- Material for the task:
# # #
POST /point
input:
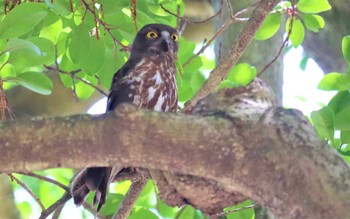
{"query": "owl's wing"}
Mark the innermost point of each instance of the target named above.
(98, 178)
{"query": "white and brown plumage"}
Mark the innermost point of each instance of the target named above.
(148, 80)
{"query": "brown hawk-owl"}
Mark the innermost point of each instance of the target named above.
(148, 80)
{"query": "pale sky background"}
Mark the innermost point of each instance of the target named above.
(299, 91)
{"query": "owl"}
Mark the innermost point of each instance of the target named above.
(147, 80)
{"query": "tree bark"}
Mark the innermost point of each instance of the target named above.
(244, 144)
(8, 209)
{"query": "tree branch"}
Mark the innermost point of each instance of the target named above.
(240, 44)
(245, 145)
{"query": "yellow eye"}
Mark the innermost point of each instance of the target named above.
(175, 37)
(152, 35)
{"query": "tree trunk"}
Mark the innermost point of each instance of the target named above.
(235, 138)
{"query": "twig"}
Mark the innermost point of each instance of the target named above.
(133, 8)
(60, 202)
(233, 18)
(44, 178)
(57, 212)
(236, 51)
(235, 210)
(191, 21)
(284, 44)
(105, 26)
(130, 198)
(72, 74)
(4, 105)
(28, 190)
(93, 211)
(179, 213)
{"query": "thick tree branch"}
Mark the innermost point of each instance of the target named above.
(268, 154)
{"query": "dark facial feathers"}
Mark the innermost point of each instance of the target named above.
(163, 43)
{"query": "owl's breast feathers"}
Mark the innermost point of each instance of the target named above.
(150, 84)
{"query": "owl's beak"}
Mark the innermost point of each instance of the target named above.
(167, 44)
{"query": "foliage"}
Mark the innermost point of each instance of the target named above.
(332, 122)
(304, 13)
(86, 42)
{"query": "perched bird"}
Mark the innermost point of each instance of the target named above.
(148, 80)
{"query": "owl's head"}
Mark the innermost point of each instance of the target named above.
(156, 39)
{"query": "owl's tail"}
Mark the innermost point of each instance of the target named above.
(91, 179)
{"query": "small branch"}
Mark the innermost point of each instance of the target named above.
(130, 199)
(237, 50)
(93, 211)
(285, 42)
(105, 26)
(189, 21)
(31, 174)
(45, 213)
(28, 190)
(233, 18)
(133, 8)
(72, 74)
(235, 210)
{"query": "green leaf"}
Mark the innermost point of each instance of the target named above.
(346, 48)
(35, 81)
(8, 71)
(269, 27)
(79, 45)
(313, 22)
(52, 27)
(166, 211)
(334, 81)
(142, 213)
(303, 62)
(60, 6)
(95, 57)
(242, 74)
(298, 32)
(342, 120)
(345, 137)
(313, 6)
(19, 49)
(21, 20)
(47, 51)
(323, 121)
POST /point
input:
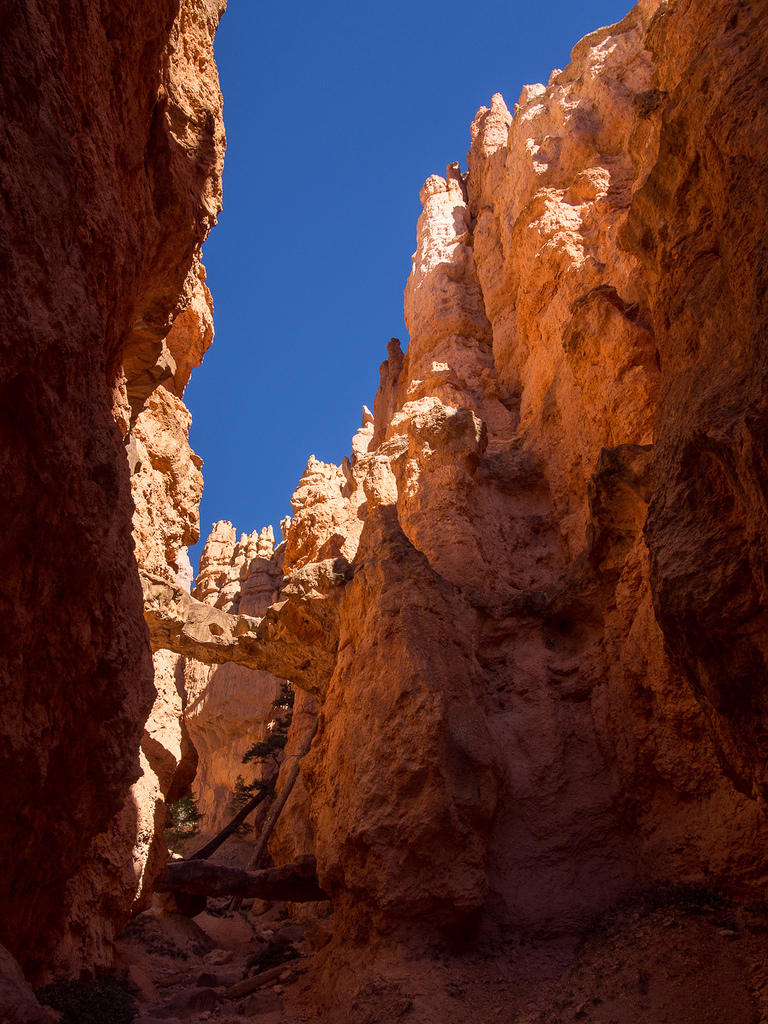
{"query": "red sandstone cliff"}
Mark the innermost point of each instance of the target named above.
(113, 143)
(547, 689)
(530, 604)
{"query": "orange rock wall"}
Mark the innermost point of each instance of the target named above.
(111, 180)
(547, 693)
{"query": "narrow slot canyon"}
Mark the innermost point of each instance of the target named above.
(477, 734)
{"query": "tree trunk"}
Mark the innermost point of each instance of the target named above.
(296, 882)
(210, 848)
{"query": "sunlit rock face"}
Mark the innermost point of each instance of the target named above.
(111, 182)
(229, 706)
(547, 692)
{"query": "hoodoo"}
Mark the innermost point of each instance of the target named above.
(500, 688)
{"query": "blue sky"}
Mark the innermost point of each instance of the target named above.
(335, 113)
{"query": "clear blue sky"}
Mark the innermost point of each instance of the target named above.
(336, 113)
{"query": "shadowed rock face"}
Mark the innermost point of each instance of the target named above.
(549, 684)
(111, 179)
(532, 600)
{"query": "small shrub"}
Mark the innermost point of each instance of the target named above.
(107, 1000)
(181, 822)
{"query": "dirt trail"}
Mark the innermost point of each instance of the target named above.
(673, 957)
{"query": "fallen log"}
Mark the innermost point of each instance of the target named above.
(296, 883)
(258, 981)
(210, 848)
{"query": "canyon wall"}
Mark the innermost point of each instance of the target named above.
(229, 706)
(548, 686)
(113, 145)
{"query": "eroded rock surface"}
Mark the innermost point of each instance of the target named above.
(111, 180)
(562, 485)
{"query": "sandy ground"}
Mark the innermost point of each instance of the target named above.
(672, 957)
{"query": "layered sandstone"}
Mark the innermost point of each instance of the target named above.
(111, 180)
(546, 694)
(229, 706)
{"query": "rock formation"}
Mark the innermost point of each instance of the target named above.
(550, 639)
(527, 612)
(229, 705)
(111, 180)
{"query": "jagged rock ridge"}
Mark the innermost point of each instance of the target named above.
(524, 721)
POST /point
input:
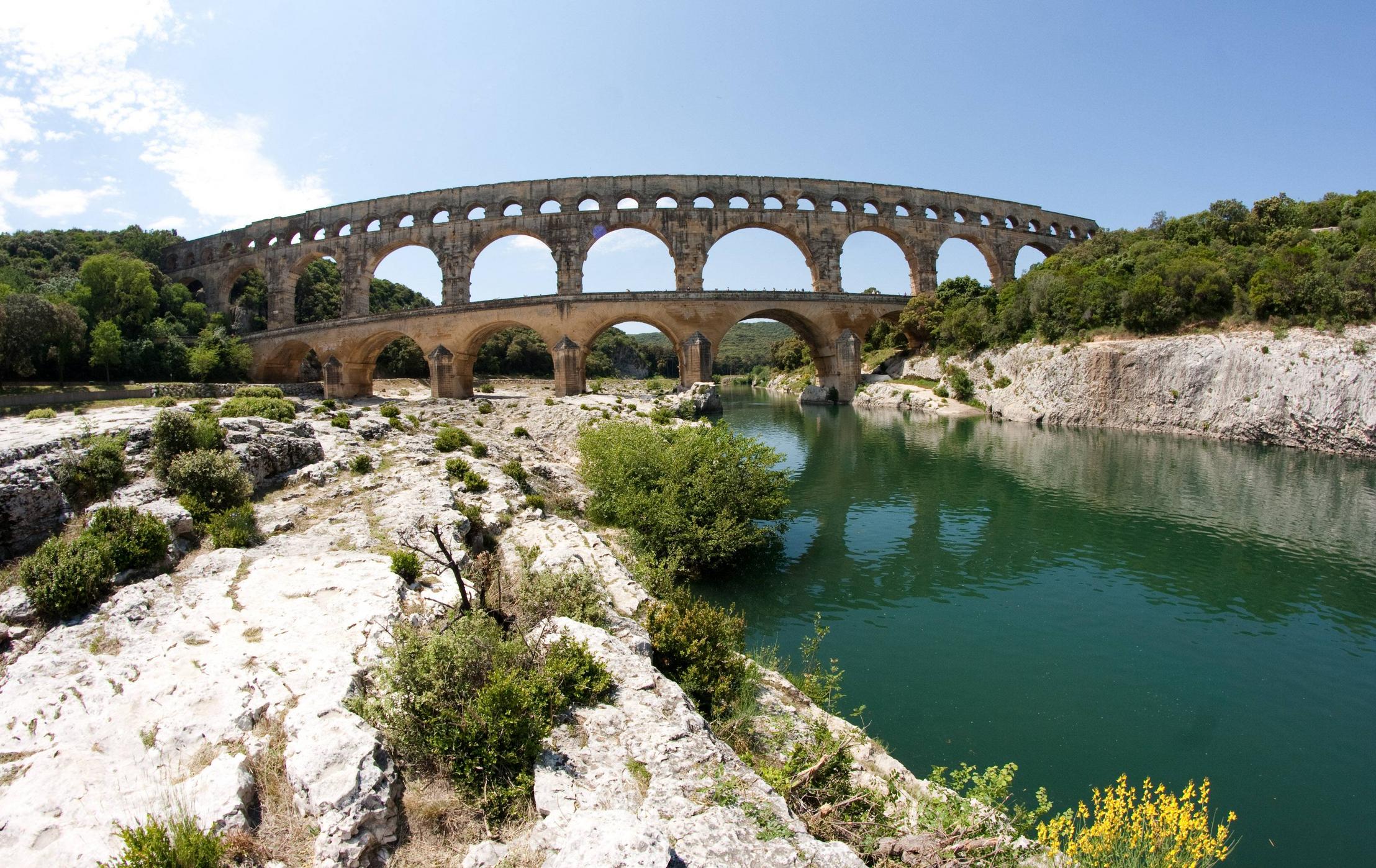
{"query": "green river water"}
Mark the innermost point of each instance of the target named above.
# # #
- What you have to do: Leave out the pictures and print every line of the data exactly.

- Response:
POST /point
input:
{"query": "owl's wing"}
Mark the innermost point of each instance of the target named above.
(98, 178)
{"query": "white and brown plumage"}
Mark the innermost point of each instance of the target named above.
(148, 80)
{"query": "brown hawk-owl"}
Mark the innermost point of each instance of the target named above.
(148, 80)
{"query": "pale sky background"}
Mark the innermost point of each instance of the target named above.
(299, 91)
{"query": "owl"}
Mark the innermost point of each instance of the target named above.
(147, 80)
{"query": "tree bark"}
Mark the innermost point of each instance of the target named above.
(244, 144)
(8, 209)
{"query": "tree branch"}
Mark the innermost point of each instance of the target named above.
(240, 44)
(245, 145)
{"query": "yellow eye"}
Mark the innermost point of each instance of the target named above.
(175, 37)
(152, 35)
{"query": "tree trunk"}
Mark the innermost point of each instance of the target named above.
(235, 138)
{"query": "twig"}
Mark the innermost point of each instance of the target named above.
(133, 8)
(60, 202)
(233, 18)
(44, 178)
(57, 212)
(236, 51)
(235, 210)
(191, 21)
(284, 44)
(105, 26)
(130, 198)
(72, 74)
(4, 105)
(28, 190)
(93, 211)
(179, 213)
{"query": "thick tree branch"}
Mark the innermost point of each instance of the target named above.
(268, 154)
{"query": "dark facial feathers"}
Mark the innermost point of each instance of the target named above.
(163, 43)
{"query": "owl's breast feathers"}
Mark the innermost point of each instance of the target named above.
(150, 84)
{"query": "owl's beak"}
Mark the innermost point of each instance of the target named above.
(167, 44)
{"query": "foliage"}
Mark the innermost point of each instance of the target named above.
(332, 122)
(304, 13)
(86, 42)
{"query": "perched bird"}
Mark the innermost point of each instance of the target named above.
(148, 80)
{"query": "owl's head"}
Mark the innermost point of each instance of the target named above.
(156, 39)
{"query": "owl's tail"}
Mark the innermost point of each instance of the target named above.
(91, 179)
{"query": "small branch"}
Mark the innermost point of each instance of the target named above.
(130, 199)
(237, 50)
(93, 211)
(285, 42)
(105, 26)
(189, 21)
(31, 174)
(45, 213)
(28, 190)
(233, 18)
(133, 8)
(72, 74)
(235, 210)
{"query": "green leaf"}
Mark the innermost point of each instance of the target named above.
(346, 48)
(35, 81)
(8, 71)
(269, 27)
(79, 45)
(313, 22)
(52, 27)
(166, 211)
(334, 81)
(142, 213)
(303, 62)
(60, 6)
(95, 57)
(242, 74)
(298, 32)
(342, 120)
(345, 137)
(313, 6)
(19, 49)
(21, 20)
(47, 51)
(323, 121)
POST /point
input:
{"query": "red sandstone cliff"}
Mark the innermost point of each instance of the target named above.
(113, 143)
(547, 689)
(530, 604)
{"query": "orange rock wall"}
Mark the innermost point of each instance of the target named above.
(111, 180)
(547, 693)
{"query": "narrow slot canyon"}
Mark the innermost point of each instance of the target named above.
(477, 734)
{"query": "tree trunk"}
Mark the innermost point of each instance of the target named above.
(296, 882)
(210, 848)
{"query": "sunlit rock face"}
Mark the innermost point of each instance of the target named above.
(111, 182)
(229, 706)
(547, 692)
{"query": "hoodoo"}
Mark the innermost point of each instance of the target named above.
(500, 688)
{"query": "blue sky"}
Mark the innermost point of each instance of the target named above.
(335, 113)
{"query": "clear blue sky"}
Mark the innermost point of each instance of the target named above.
(336, 113)
{"query": "shadowed rock face"}
Mark the innermost point of each instance of the target named above.
(549, 684)
(111, 179)
(532, 600)
{"query": "small shrub"}
Mark the innermost point of each instance of the target named above.
(107, 1000)
(181, 822)
{"query": "dirt trail"}
Mark the innermost point of each instance of the target named above.
(673, 957)
{"query": "fallen log"}
Mark the innermost point of each instance of the target named above.
(296, 883)
(258, 981)
(210, 848)
{"query": "canyon wall"}
Mark the innermost point of each instance of the target named above.
(229, 706)
(548, 686)
(113, 145)
{"query": "eroded rock surface"}
Mark the innermost point of each instance of the target named above.
(111, 180)
(562, 485)
{"query": "sandy ground"}
Mark the innermost point of each instance of the target named above.
(672, 957)
{"query": "layered sandstone"}
Mark the innermost point of each instance of the target named above.
(111, 180)
(546, 694)
(229, 706)
{"query": "rock formation"}
Mark the innermost point of each instance of the target named above.
(550, 639)
(527, 612)
(229, 705)
(111, 180)
{"query": "jagged rock ridge"}
Mark the innermost point of each instance of the target named above.
(524, 721)
POST /point
input:
{"query": "green river water"}
Mark the innermost point of each instance of the target named above.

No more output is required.